**TUGAS 1**. Dalam tulisan tentang hukum kamma, mengapa anak-anak orang yang bercerita itu tidak dapat meneruskan sekolah?
**TUGAS 2**. Lanjutkan tulisan tentang hukum kamma mulai dari kalimat terakhirnya.

Oleh : Phra Vongsin Labhiko
Dewasa ini sering kita mendengar orang berkata tentang hukum kamma ajaran Sang Buddha, perbuatan baik akan mengakibatkan kebaikan/ kebahagiaan, dan perbuatan buruk akan mengakibatkan penderitaan. Namun sebagian orang masih bimbang dan ragu, dengan mengatakan bahwa perbuatan baik itu tidak mendapat kebaikan yang benar. Seperti pengalaman yang telah dialami seseorang, dan Ia mengatakan demikian :
Saya yang selalu berusaha melakukan kebaikan dari kecil hingga dewasa, melaksanakan Pancasila, Atthasila, berlaku jujur, tidak pernah licik terhadap siapa pun, sering ke vihara, suka sembayang pagi-sore dan meditasi, suka berdana, suka menolong orang-orang yang mengalami kesulitan dalam kehidupannya. Tapi hasilnya ternyata hidup saya masih miskin, tidak punya tempat tinggal yang megah, tidak punya mobil, tidak punya banyak uang, bahkan kalau ingin membeli sesuatu yang merupakan kebutuhan keluarga harus berpikir berulang-ulang kali, hal ini disebabkan karena kondisi ekonomi, bahkan untuk memenuhi kebutuhan tersebut sampai harus memeras tenaga sampai keringat keluar dari tangan saya. Anak-anak kami tidak dapat meneruskan sekolah karena tidak ada biaya, oh…saya ini hidup susah sekali.

**CUPLIKAN DATA**.
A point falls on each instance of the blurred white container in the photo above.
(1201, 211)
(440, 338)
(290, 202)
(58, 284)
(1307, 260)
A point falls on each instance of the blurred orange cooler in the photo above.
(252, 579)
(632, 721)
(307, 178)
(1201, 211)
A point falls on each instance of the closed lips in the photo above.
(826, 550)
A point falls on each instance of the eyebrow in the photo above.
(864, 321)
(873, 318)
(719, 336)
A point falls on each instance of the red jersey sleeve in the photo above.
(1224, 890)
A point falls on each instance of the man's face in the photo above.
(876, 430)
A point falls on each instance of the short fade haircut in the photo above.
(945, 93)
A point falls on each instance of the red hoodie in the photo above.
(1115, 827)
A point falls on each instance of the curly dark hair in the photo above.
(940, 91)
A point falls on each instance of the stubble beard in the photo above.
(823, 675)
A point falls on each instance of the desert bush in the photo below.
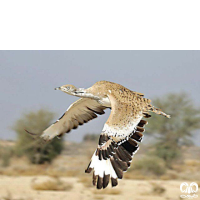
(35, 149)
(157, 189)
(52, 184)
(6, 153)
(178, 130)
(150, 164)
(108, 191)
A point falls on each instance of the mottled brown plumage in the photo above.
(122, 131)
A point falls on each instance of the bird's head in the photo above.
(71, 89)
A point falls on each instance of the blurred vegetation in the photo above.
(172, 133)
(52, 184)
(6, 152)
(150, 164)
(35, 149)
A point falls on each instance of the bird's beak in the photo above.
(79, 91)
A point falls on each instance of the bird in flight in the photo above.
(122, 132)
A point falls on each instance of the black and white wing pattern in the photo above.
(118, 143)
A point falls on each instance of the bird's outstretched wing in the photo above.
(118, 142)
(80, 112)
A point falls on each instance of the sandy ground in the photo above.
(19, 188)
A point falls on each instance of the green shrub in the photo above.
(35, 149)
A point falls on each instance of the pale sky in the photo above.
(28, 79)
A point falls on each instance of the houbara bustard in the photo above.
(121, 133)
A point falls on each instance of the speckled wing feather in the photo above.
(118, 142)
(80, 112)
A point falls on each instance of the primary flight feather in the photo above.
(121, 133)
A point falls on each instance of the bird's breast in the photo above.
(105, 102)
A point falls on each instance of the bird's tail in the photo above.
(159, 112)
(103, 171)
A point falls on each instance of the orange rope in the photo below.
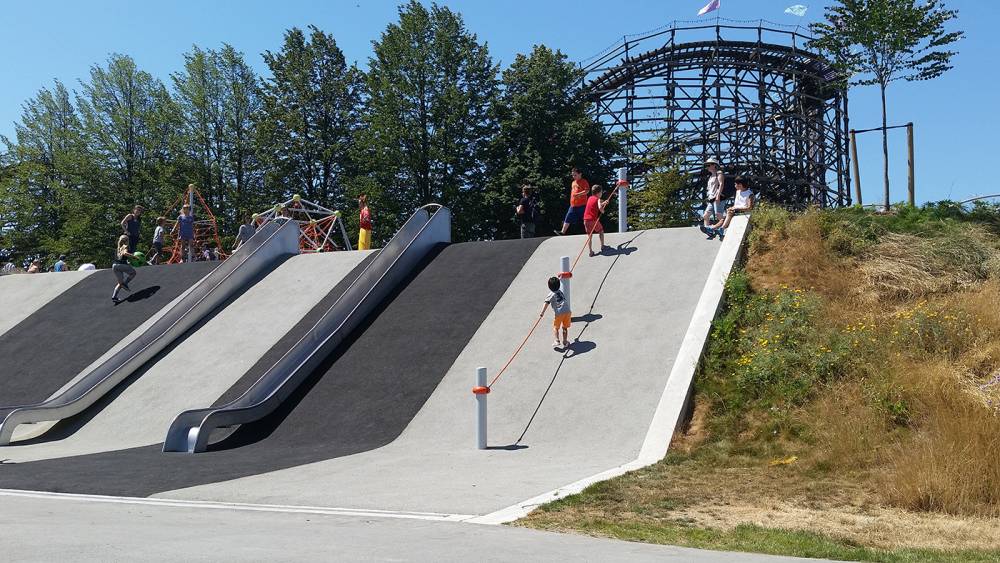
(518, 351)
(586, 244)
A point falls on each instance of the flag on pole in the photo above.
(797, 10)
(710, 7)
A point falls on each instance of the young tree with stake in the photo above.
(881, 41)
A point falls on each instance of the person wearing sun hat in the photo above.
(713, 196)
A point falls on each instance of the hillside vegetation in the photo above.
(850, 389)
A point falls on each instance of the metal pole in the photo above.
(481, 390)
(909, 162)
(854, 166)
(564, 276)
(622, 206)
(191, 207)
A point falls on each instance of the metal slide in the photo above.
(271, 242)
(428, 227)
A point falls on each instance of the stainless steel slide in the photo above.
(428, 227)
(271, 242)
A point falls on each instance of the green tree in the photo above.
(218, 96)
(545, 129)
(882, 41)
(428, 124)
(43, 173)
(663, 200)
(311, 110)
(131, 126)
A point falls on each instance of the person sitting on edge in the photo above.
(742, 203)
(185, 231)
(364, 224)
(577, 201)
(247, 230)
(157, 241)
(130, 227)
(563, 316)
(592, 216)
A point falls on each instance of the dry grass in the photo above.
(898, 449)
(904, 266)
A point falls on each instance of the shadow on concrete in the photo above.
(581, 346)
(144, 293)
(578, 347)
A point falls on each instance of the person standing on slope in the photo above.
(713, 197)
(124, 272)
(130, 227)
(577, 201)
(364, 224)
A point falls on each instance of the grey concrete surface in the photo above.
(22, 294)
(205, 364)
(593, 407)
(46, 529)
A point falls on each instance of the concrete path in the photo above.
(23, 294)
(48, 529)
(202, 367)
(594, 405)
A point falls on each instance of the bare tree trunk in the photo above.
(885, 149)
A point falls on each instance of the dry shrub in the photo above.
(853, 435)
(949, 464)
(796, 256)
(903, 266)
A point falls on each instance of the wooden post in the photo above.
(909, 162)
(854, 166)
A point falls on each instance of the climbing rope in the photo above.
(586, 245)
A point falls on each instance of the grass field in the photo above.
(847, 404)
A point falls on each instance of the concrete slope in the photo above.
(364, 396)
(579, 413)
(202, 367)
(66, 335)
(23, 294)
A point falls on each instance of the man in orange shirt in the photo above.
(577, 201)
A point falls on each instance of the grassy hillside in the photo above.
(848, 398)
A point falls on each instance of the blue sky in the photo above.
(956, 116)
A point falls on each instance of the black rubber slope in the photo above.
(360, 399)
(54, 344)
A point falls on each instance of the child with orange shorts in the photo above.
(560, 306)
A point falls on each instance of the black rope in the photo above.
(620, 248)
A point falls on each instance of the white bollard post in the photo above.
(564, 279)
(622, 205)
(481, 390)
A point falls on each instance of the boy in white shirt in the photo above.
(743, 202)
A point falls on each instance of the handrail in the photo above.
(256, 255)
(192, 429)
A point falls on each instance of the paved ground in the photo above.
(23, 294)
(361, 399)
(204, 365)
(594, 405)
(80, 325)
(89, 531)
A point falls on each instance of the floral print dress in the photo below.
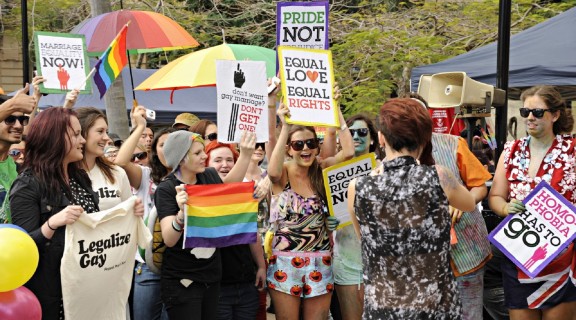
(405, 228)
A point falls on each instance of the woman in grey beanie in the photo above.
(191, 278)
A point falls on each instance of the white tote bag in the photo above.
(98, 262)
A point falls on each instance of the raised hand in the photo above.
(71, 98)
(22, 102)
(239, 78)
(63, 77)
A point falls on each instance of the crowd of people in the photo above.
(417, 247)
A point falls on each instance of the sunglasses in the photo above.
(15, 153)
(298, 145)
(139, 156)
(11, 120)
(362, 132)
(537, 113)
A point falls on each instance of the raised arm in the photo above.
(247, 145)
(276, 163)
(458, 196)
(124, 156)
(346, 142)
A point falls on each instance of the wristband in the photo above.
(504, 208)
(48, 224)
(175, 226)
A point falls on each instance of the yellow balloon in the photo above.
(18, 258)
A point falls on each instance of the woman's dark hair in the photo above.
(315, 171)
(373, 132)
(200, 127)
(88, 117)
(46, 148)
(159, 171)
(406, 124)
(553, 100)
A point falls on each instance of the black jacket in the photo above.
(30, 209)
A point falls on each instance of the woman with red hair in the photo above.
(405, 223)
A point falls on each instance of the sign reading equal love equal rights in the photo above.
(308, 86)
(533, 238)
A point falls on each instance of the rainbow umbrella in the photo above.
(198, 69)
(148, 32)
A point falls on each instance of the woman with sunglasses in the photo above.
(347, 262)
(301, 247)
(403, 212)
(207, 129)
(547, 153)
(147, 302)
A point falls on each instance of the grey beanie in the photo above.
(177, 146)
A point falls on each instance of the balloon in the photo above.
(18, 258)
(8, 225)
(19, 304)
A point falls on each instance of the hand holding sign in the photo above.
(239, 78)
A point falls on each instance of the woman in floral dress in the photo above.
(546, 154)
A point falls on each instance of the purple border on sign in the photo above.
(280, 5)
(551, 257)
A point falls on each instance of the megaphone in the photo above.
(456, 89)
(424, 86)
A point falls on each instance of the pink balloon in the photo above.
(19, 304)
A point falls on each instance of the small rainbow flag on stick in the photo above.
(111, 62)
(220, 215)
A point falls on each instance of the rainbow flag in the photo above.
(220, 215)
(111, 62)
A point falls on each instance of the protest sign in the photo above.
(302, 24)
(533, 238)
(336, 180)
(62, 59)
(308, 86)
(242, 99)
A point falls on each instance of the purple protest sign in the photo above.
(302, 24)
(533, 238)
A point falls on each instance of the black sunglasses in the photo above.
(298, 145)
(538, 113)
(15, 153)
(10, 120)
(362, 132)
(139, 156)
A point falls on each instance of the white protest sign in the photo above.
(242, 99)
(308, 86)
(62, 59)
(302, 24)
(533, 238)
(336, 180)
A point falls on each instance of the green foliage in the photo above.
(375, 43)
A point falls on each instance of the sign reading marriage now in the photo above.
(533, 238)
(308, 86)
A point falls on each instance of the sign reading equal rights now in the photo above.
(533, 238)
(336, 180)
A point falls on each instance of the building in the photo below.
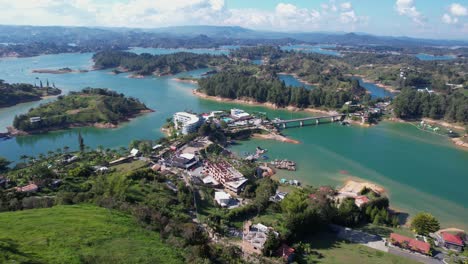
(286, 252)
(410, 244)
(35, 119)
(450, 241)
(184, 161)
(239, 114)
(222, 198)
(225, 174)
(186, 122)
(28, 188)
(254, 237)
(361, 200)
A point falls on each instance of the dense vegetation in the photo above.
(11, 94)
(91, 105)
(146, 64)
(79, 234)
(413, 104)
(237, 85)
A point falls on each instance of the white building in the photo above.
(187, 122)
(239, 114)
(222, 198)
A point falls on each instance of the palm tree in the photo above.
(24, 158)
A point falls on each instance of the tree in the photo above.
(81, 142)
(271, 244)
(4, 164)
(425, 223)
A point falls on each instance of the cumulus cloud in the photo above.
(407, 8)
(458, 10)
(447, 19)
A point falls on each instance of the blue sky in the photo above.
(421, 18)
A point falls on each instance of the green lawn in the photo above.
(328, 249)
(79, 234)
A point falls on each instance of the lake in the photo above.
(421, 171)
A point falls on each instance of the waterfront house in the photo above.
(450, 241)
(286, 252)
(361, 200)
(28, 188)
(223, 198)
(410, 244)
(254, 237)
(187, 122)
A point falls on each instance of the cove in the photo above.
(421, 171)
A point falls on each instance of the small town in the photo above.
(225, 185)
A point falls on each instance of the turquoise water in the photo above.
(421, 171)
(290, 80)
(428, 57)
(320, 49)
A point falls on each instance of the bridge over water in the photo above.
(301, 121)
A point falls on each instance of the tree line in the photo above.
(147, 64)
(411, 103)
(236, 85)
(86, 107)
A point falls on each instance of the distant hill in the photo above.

**JAWABAN TUGAS 1**. Karena tidak ada biaya.

**JAWABAN TUGAS 2**.
Namun sebaliknya ada orang yang jahat seperti pembunuh, perampok, yang berkelakuan sifatnya merusak seperti tidak kenal agama, tidak pernah berbuat baik, tidak mau menolong orang yang sedang susah, dan lain-lain. Tetapi mengapa hidupnya kaya raya, rumahnya mewah bagaikan istana, mobilnya banyak dan dengan harga yang mahal, kalau makan sering di restoran besar, anak-anaknya sekolah sampai ke luar negeri. Pernahkah anda melihat hal seperti itu?
Kalau melihat kenyataan yang demikian, seolah-olah orang yang berbuat jahat itu itdak menerima akibat perbuatannya yaitu penderitaan, seperti yang sering dikhotbahkan oleh para Bhikkhu. Bagaimana menurut anda tentang hal ini?
Para arif bijaksana menerangkan bahwa mungkin karena akibat/ pahala perbuatan baik di masa lampau berbuah atau masih melindungi, maka mereka bisa hidup pada saat ini berkecukupan, dan bahkan mewah serta bergelimangan harta. Tapi bukan berarti buah perbuatan baik atau buruk tidak membawa akibat, pasti ada akibatnya. Hanya waktunya belum sampai, manusia yang kurang sabar menunggu, maunya melihat hasil dengan segera. Hukum kamma itu pasti adil, kalau tidak dalam kehidupan sekarang pasti dalam kehidupan yang akan datang, kita harus tenang dan berhati dingin, kita jangan salah mengerti atau salah pandangan mengenai ajaran Sang Buddha.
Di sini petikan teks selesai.